[Material to process — start]

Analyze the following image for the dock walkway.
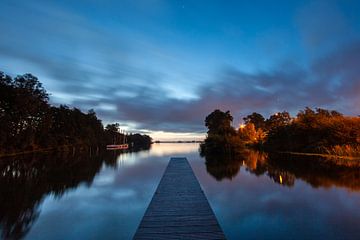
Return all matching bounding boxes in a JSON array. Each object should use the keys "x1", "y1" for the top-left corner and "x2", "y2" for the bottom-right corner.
[{"x1": 133, "y1": 157, "x2": 226, "y2": 239}]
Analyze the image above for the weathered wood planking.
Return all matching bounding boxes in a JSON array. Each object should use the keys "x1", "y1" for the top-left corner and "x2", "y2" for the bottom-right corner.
[{"x1": 133, "y1": 157, "x2": 226, "y2": 240}]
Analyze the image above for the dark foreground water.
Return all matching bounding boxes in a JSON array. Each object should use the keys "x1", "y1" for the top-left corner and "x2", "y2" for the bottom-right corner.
[{"x1": 0, "y1": 143, "x2": 359, "y2": 239}]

[Material to process — finish]

■ **Work instructions**
Exact repetition of all the records is required, with the pictures excluded.

■ **Response box**
Analyze the following image for the dock walkway.
Return all matching bounding boxes in a JSON array. Each object should use the keys "x1", "y1" for the top-left corner and "x2", "y2" for the bottom-right corner.
[{"x1": 133, "y1": 157, "x2": 226, "y2": 239}]
Analyze the image above for the weathered wood planking.
Return all matching bounding boxes in a JSON array. Each object should use the keys "x1", "y1" for the top-left corner and "x2", "y2" for the bottom-right corner.
[{"x1": 133, "y1": 157, "x2": 226, "y2": 240}]
Analyze the image above for the dark foreground water.
Return all matching bounding boxes in a JSON array. Each object should use the keys "x1", "y1" for the top-left corner and "x2", "y2" for the bottom-right corner.
[{"x1": 0, "y1": 143, "x2": 359, "y2": 239}]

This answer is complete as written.